(Exercise material)

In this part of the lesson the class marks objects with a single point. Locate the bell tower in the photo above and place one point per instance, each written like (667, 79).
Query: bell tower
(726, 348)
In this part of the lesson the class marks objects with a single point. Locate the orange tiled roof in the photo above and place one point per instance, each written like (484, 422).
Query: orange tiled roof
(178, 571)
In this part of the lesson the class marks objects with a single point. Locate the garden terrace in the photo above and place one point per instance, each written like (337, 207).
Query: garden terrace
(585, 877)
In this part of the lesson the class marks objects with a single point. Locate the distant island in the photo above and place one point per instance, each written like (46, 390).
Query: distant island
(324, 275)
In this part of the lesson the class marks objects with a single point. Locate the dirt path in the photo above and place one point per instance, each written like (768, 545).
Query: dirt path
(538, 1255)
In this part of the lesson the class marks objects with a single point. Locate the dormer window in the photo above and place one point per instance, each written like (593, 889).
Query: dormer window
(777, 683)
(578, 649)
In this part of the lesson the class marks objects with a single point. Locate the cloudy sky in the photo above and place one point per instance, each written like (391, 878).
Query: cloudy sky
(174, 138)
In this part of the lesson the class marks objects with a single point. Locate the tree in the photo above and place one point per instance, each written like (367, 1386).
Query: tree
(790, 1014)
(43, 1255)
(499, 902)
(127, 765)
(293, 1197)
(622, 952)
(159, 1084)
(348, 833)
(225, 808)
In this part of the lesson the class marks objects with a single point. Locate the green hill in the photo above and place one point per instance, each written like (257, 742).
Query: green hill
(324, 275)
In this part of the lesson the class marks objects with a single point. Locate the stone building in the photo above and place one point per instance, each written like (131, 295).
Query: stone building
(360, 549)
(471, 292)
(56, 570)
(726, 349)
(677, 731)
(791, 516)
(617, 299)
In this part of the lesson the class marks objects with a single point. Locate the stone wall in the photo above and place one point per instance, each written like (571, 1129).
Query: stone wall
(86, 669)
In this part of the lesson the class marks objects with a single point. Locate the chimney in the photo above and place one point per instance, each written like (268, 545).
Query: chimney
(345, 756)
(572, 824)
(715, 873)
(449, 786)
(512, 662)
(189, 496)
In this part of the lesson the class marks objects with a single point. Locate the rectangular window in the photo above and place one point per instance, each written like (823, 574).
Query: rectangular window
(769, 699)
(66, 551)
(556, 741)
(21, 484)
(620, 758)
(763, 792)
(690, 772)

(End Exercise material)

(Exercise details):
Reproduce every record that appears above, keeping the wording exact.

(Exercise solution):
In this part of the lesson the class marks objects with a single point. Locate the bell tower in the photo above and place one point per instance, each written like (667, 79).
Query: bell tower
(726, 348)
In this part of the lesson the class marks objects with a single point. Locate the orange tiled roof in the photo above and place one point per instance, each written like (484, 422).
Query: orange tiled roof
(178, 571)
In this part of the lesson the class marks objects with a single point. Locate the garden terrace in the photo above and place one point per instance, each written like (337, 207).
Query: garden terrace
(585, 877)
In this part of the lesson the class marks objects with a single point. Locate the distant island in the photo above and place one point per instance, each written like (46, 390).
Query: distant island
(324, 275)
In this part of the lesson the class marks objects with a single point. Locate the dirt path in the photo above and place one point per instance, each written like (768, 545).
Query: dirt path
(538, 1255)
In this part of the lesson the class marks objects with a single point. Locate the dormer window in the photo above and place one point per instance, each written like (593, 889).
Query: dormer window
(777, 683)
(578, 649)
In this part of the lesson the class marks objects with a single point. Locate the cloudy sky in the photo above and place one point per instance, each written like (391, 878).
Query: cloudy sky
(174, 138)
In this part of the lesson the class marks objects with a single point. Locate the tree in the photo above and place one point per instance, each written like (367, 1386).
Query: tree
(790, 1014)
(43, 1255)
(499, 902)
(127, 765)
(293, 1197)
(622, 952)
(159, 1084)
(348, 833)
(225, 808)
In this part of the lesson the class marks objects with a single point. Locate the green hill in the photo above and place one point per instance, each written like (257, 742).
Query: green hill
(324, 275)
In this part of the lesson the class marks objects with a single point. Locate the stone building in the photo above and place one point per instance, each written like (131, 295).
Query: stone building
(360, 549)
(471, 292)
(56, 570)
(726, 349)
(677, 731)
(791, 516)
(617, 299)
In this part of the lesson the class marks objects with a single point. Locate the stone wall in the photo above and place one point per instance, each written like (571, 1129).
Query: stone wall
(86, 669)
In this part of the lesson the class marks objects with a single point. Locate the chimney in the photo above and place one point per instance, each written like (268, 545).
Query: chimney
(345, 756)
(572, 824)
(715, 873)
(449, 786)
(512, 662)
(189, 496)
In this part of the lesson the class marks objects with a single point. Locate the rectangular window in the photo above and place one point per instance, each written like (823, 574).
Query: rectangular window
(769, 699)
(66, 551)
(556, 741)
(21, 484)
(620, 758)
(763, 792)
(690, 772)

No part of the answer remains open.